* What to work on
Copy all of the data below without altering a single line.
..........
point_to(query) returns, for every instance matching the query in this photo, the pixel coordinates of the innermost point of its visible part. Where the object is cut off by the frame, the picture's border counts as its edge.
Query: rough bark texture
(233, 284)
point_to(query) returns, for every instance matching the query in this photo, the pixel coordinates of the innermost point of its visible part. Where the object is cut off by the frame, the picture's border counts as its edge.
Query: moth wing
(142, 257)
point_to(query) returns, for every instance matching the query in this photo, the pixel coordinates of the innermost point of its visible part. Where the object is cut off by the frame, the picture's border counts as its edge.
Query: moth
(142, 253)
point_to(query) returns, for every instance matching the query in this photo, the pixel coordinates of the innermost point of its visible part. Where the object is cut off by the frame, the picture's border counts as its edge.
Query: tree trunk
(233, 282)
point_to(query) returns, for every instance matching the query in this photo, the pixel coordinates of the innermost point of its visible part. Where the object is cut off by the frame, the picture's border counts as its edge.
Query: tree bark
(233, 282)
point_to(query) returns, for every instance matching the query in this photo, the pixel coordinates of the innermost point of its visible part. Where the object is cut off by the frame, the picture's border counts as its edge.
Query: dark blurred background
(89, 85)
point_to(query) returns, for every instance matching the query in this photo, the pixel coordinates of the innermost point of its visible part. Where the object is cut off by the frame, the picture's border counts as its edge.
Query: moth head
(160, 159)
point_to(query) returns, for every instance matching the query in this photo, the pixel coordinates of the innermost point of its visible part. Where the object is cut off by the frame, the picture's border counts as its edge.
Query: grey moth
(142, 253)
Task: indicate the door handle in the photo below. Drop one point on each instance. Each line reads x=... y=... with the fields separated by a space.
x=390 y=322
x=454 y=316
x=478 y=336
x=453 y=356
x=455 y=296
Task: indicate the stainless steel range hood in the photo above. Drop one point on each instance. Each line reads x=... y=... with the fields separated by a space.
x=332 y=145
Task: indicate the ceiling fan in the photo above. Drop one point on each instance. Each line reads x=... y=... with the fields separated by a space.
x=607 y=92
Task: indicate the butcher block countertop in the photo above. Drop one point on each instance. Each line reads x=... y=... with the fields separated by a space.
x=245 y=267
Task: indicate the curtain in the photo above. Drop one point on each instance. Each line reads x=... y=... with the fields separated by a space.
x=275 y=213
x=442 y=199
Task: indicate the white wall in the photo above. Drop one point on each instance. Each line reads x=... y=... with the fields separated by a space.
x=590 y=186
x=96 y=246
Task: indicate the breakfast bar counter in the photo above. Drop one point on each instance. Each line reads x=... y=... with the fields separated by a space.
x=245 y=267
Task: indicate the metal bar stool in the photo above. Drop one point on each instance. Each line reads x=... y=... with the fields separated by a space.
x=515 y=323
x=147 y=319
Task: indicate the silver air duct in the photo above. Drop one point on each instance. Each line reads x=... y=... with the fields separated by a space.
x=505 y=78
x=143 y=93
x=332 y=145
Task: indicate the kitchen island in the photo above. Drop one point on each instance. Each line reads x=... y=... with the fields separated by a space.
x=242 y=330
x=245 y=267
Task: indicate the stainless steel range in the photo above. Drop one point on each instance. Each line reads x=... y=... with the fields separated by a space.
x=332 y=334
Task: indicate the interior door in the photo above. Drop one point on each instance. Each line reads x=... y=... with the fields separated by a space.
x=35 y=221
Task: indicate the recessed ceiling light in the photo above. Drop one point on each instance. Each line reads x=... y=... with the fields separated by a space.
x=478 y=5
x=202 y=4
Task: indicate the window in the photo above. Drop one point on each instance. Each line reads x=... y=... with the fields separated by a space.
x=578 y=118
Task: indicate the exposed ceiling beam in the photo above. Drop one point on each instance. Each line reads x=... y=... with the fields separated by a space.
..........
* Solution to the problem
point_to(query) returns, for every instance matching the query in this photo, the pixel coordinates of the innermost point of its visible part. Where the object is cut off by the frame, the picture's border counts as its edge.
Query: rough bark texture
(233, 284)
point_to(query) returns, for every instance matching the query in this photo, the pixel coordinates of the innermost point of its visible part. Where the object is cut off by the frame, the picture's border counts as its edge.
Query: moth wing
(142, 257)
point_to(query) returns, for every instance matching the query in this photo, the pixel coordinates of the innermost point of its visible part. Where the object is cut off by the frame, the picture's border counts as its edge.
Query: moth
(142, 253)
point_to(query) returns, for every instance matching the query in this photo, the pixel coordinates of the innermost point of its visible part. Where the object is cut off by the frame, the picture's border counts as its edge.
Query: tree trunk
(233, 282)
point_to(query) returns, for every instance matching the query in this photo, the pixel coordinates of the innermost point of its visible part. Where the object is cut off by the frame, the picture's border counts as its edge.
Query: tree bark
(233, 282)
point_to(query) returns, for every instance matching the query in this photo, the pixel coordinates of the innermost point of its visible part. Where the object is cut off by the frame, the picture's border counts as its edge.
Query: dark blurred background
(89, 85)
point_to(query) returns, for every instance matching the query in this photo, the pixel coordinates of the innermost point of its visible part. Where the object is cut off by the frame, the picture's border counts as its edge.
Query: moth head
(160, 159)
point_to(query) returns, for every instance matching the query in this photo, the pixel coordinates of the innermost point of its visible part. Where the object is cut off by the frame, the picture's border counts as its edge.
Query: grey moth
(142, 253)
Task: indicate the door handle in the photo below. Drop one point on each instance. Each line reads x=... y=... with the fields separated by a space.
x=390 y=322
x=454 y=316
x=478 y=336
x=453 y=356
x=455 y=296
Task: indicate the stainless steel range hood in the photo above. Drop one point on each instance. Each line reads x=... y=... with the fields separated by a space.
x=332 y=145
Task: indicate the ceiling fan in the photo above. Drop one point on each instance. Each line reads x=... y=... with the fields separated by a space.
x=607 y=92
Task: indicate the butcher block countertop in the photo above. Drop one point on each instance. Each line reads x=... y=... with the fields separated by a space.
x=245 y=267
Task: indicate the curtain in the photo above. Drop one point on each instance. Each line reads x=... y=... with the fields separated by a space.
x=275 y=213
x=442 y=199
Task: indicate the white wall in the photo above. Drop one point on each instance. Each line reads x=... y=... with the fields separated by a space.
x=590 y=186
x=96 y=246
Task: indicate the breakfast bar counter in the photo above. Drop one point on each instance. Each line reads x=... y=... with the fields separated by a space.
x=245 y=267
Task: indicate the metal bar stool in the photo above. Drop one point on each instance. Each line reads x=... y=... with the fields separated by a space.
x=515 y=323
x=147 y=319
Task: indicate the silver air duct in the photo above. Drop one point on each instance. Each line reads x=... y=... with the fields separated by a space.
x=505 y=78
x=143 y=93
x=332 y=145
Task: indicate the kitchen island in the photo above. Drop one point on each instance. Each line reads x=... y=... with the fields separated by a space.
x=242 y=330
x=245 y=267
Task: indicate the stainless steel range in the photo above. Drop one point on each instance. Each line reads x=... y=... with the fields separated by a space.
x=332 y=334
Task: indicate the interior door in the photo above. Drop one point on each instance. Each line reads x=... y=... with the fields separated by a space.
x=35 y=221
Task: indicate the recessed ceiling light in the photo above. Drop one point on each instance. Each line reads x=... y=... with the fields separated by a space.
x=478 y=5
x=202 y=4
Task: indicate the window in the photo above. Drop one point on each instance. Each line reads x=... y=... with the fields separated by a space.
x=578 y=118
Task: indicate the exposed ceiling beam in the photo above. Drop one point on each instance. Each line reads x=... y=... with the fields separated by a space.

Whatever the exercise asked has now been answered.